• _INPUT FOR THIS TASK_:
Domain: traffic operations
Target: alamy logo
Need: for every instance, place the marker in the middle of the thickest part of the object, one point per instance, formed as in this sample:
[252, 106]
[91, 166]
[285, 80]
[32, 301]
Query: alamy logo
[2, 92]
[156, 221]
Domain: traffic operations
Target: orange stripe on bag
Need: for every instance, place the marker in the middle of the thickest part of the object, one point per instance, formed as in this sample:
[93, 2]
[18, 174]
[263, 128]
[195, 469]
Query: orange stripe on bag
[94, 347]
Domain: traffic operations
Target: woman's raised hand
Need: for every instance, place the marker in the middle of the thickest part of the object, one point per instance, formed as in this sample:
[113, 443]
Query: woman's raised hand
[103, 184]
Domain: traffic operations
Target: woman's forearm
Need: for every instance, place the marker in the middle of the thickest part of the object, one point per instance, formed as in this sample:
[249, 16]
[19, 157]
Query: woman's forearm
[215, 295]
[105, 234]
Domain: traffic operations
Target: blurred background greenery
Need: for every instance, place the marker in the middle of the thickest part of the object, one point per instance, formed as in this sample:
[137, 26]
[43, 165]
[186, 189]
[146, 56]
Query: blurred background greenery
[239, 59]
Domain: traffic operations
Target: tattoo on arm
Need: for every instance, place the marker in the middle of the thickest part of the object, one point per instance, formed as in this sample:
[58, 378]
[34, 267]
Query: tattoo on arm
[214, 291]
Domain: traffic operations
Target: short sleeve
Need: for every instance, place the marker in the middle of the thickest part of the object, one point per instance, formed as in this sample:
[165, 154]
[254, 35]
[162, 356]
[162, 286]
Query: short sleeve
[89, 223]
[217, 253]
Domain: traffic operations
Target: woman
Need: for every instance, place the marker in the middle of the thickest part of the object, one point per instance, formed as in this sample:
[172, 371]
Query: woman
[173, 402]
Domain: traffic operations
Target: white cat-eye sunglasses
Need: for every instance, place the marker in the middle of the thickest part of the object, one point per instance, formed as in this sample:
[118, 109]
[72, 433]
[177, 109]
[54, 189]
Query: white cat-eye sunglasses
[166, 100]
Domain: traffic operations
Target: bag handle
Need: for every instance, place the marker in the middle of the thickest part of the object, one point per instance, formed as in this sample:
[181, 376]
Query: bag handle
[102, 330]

• _DIRECTIONS_: Quote each line above in full, word for word.

• _EXERCISE OUTPUT_:
Domain: traffic operations
Target: alamy logo
Need: for every instance, place the marker in the middle of the thickest part of the object, one point per instance, formed as in this sample:
[252, 106]
[91, 166]
[285, 80]
[32, 301]
Query: alamy logo
[2, 92]
[156, 221]
Domain: traffic operations
Target: orange stripe on bag
Need: for every instance, place the marker in the middle of the thickest part of the object, one point per instance, formed as in this sample:
[93, 2]
[18, 174]
[263, 128]
[195, 469]
Query: orange stripe on bag
[94, 347]
Domain: traffic operations
Target: woman's raised hand
Need: for every instance, place the marker in the middle of the thickest part of the object, one point per instance, formed as in this sample:
[113, 443]
Query: woman's raised hand
[103, 184]
Domain: traffic operations
Target: woman's forearm
Need: for every instance, place the marker in the middle of the thickest part of the object, one point per instance, formed as in this sample:
[249, 16]
[19, 157]
Query: woman's forearm
[215, 295]
[105, 234]
Domain: traffic operations
Target: blurred background greenery
Need: for every instance, place the marker in the middle of the thickest part of the object, one point per instance, formed as in this sample:
[137, 26]
[43, 165]
[186, 189]
[146, 56]
Query: blurred background greenery
[239, 59]
Domain: traffic operations
Target: tattoo on arm
Need: for every instance, place the marker in the middle of the thickest part of the object, one point per instance, formed as in this sample:
[58, 378]
[34, 267]
Query: tattoo on arm
[214, 291]
Domain: traffic operations
Target: short sleeve
Need: for every instance, place the marker in the middle of the thickest part of the object, one point per instance, formed as in this sample:
[165, 154]
[254, 35]
[162, 356]
[162, 286]
Query: short sleeve
[89, 223]
[217, 253]
Domain: traffic operations
Target: woman
Need: for every instance, place the marker in the middle of the thickest part of the object, one point per instance, formed as in this sample:
[172, 371]
Query: woman
[173, 402]
Domain: traffic operations
Target: white cat-eye sunglasses
Need: for every instance, place the marker in the middle of the thickest part of the object, one point per instance, formed as in this sample:
[118, 109]
[72, 433]
[177, 109]
[54, 189]
Query: white cat-eye sunglasses
[166, 100]
Domain: traffic operations
Target: bag handle
Need: for every instance, place the marker in the middle of the thickest part of the object, one point per instance, formed as in this sample:
[181, 376]
Query: bag handle
[102, 330]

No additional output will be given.